Consignes de l'exercice:
[1] D'après le passage, de quand date la déclaration de Robert Schuman qui y est citée ?
[2] Reproduisez mot pour mot, s'il vous plaît, la partie du passage qui va de « La partition de » à « les débats contemporains. ».

Pour les Allemands et les Tchèques, la notion de « mémoire commune » s’articule tout entière autour des legs de la Seconde Guerre mondiale. Mis en sommeil au cours des décennies de Guerre Froide, ce « passé douloureux » resurgit avec une vigueur nouvelle à partir de 1989.
Pour les Allemands et les Tchèques, la notion de « mémoire commune » s’articule tout entière autour des legs de la Seconde Guerre mondiale. Mis en sommeil au cours des décennies de Guerre froide, ce « passé douloureux » ressurgit avec une vigueur nouvelle à partir de 1989. Pesant sur les relations bilatérales au gré de polémiques récurrentes, la question des Sudètes permet aussi d’aborder l’élargissement de l’Union européenne sous un angle original, celui de l’apport « mémoriel » de chaque nouveau membre à l’ensemble communautaire.
Le projet européen pour panser les blessures de l'histoire
La construction européenne porte en elle l’ambition de réconcilier les peuples. En réunissant Allemands et Français, Italiens et Belges autour d’un projet commun, ses promoteurs visaient à conjurer les antagonismes nationaux. Dans sa fameuse déclaration du 9 mai 1950, Robert Schuman est on ne peut plus clair : « L’Europe n’a pas été faite : nous avons eu la guerre ». En instaurant la CECA, c’est « le ferment d’une communauté plus large et plus profonde » que l’on cherche à introduire, un véritable dispositif de paix pour « des pays longtemps opposés par des divisions sanglantes ». Improbable au sortir de la guerre, la consolidation progressive d’un « couple » franco-allemand reste l’un des succès les plus marquants de cette entreprise de pacification.
La partition de Guerre Froide a confiné les avancées communautaires à l’Ouest du « rideau de fer ». Cette frontière politique et idéologique, aussi tragiquement hermétique qu’elle fût, n’a cependant pas effacé le vécu commun des peuples vivant de part et d’autre du Mur. Comment oublier les souvenirs d’une guerre qui commence, pour l’Europe centrale, dès 1938 ? Condition nécessaire aux élargissements successifs de ces dernières années, l’effondrement de l’Union soviétique a également permis un dialogue inédit entre des nations dont la mémoire commune est souvent douloureuse, toujours complexe. A ce titre, l’exemple germano-tchèque mérite une attention particulière, tant les enjeux qu’il soulève illustrent les interactions entre les faits historiques, leur appropriation et l’impact des mémoires dans les débats contemporains.

[Extraits de données d'annotation par points]

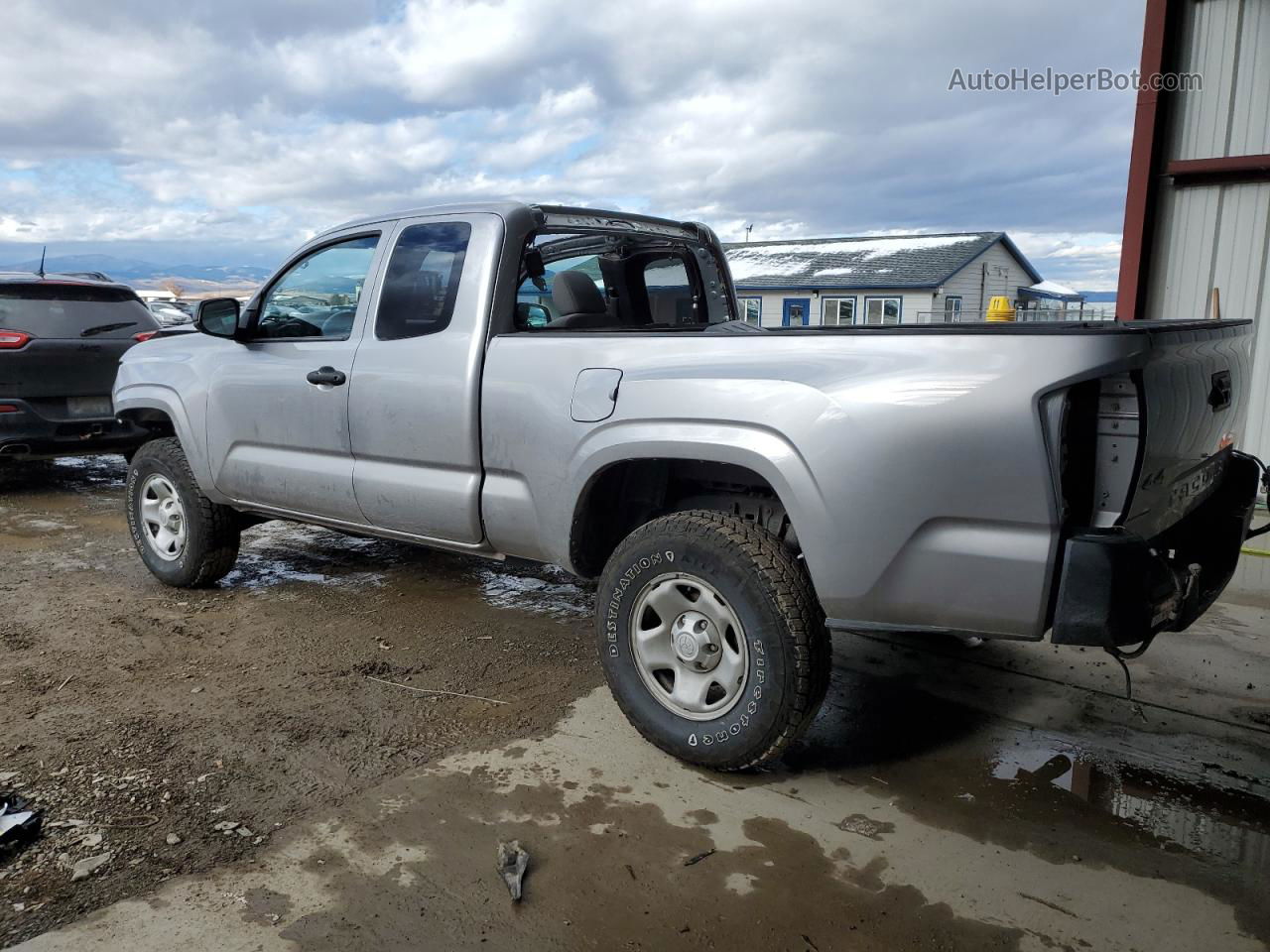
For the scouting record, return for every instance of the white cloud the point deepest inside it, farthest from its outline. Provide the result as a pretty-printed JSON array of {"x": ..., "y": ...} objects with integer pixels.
[{"x": 249, "y": 121}]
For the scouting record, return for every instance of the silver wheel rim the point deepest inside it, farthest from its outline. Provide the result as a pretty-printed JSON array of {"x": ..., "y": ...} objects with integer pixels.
[
  {"x": 689, "y": 647},
  {"x": 163, "y": 518}
]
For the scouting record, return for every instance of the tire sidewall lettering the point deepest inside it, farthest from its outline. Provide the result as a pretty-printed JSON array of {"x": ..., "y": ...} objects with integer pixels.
[{"x": 754, "y": 710}]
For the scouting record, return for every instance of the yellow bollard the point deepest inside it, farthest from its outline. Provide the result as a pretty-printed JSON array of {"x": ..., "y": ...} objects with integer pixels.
[{"x": 1000, "y": 309}]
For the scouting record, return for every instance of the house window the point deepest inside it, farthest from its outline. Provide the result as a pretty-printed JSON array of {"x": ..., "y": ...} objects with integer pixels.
[
  {"x": 837, "y": 311},
  {"x": 883, "y": 309}
]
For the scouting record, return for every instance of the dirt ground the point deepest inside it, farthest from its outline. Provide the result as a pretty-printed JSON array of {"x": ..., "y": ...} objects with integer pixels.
[{"x": 132, "y": 711}]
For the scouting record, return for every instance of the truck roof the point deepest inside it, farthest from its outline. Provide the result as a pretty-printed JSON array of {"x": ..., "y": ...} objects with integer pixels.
[{"x": 504, "y": 208}]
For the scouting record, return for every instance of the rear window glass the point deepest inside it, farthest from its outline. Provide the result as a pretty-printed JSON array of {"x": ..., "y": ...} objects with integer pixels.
[
  {"x": 422, "y": 281},
  {"x": 70, "y": 311}
]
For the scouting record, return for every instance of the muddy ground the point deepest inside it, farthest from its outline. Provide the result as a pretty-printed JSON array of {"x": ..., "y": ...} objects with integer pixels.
[
  {"x": 132, "y": 711},
  {"x": 953, "y": 798}
]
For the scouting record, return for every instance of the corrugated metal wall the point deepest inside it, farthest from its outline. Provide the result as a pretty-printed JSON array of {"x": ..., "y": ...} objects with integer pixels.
[{"x": 1218, "y": 236}]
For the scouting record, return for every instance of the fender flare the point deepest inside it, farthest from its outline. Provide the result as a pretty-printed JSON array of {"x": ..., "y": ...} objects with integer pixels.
[
  {"x": 754, "y": 447},
  {"x": 167, "y": 400}
]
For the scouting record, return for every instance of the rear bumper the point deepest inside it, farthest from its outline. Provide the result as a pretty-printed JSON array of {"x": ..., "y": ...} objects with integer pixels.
[
  {"x": 31, "y": 434},
  {"x": 1119, "y": 589}
]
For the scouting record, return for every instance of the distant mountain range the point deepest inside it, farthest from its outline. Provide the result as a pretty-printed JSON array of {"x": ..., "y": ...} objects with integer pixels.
[{"x": 136, "y": 272}]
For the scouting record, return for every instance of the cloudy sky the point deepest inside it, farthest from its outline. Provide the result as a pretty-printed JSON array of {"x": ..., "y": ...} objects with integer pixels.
[{"x": 226, "y": 131}]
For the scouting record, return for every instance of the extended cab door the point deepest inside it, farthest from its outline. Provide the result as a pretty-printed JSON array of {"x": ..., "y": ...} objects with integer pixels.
[
  {"x": 277, "y": 407},
  {"x": 416, "y": 395}
]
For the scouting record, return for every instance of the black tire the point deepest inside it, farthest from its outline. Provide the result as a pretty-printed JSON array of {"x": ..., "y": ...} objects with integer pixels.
[
  {"x": 771, "y": 595},
  {"x": 212, "y": 530}
]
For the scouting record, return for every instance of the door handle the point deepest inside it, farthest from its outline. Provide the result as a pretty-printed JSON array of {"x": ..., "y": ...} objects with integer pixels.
[{"x": 326, "y": 375}]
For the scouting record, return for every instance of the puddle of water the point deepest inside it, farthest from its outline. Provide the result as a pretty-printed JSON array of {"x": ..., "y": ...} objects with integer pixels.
[
  {"x": 91, "y": 470},
  {"x": 1223, "y": 825},
  {"x": 547, "y": 589},
  {"x": 281, "y": 552},
  {"x": 1114, "y": 789}
]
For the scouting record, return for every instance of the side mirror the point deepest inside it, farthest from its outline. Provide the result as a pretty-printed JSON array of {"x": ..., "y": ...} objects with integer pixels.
[
  {"x": 217, "y": 316},
  {"x": 532, "y": 315}
]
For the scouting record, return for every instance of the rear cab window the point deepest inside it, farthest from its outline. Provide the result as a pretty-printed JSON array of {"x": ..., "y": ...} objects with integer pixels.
[
  {"x": 68, "y": 311},
  {"x": 583, "y": 272}
]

Réponses dans l'ordre:
[1] Du 9 mai 1950.

[2]
La partition de Guerre Froide a confiné les avancées communautaires à l’Ouest du « rideau de fer ». Cette frontière politique et idéologique, aussi tragiquement hermétique qu’elle fût, n’a cependant pas effacé le vécu commun des peuples vivant de part et d’autre du Mur. Comment oublier les souvenirs d’une guerre qui commence, pour l’Europe centrale, dès 1938 ? Condition nécessaire aux élargissements successifs de ces dernières années, l’effondrement de l’Union soviétique a également permis un dialogue inédit entre des nations dont la mémoire commune est souvent douloureuse, toujours complexe. A ce titre, l’exemple germano-tchèque mérite une attention particulière, tant les enjeux qu’il soulève illustrent les interactions entre les faits historiques, leur appropriation et l’impact des mémoires dans les débats contemporains.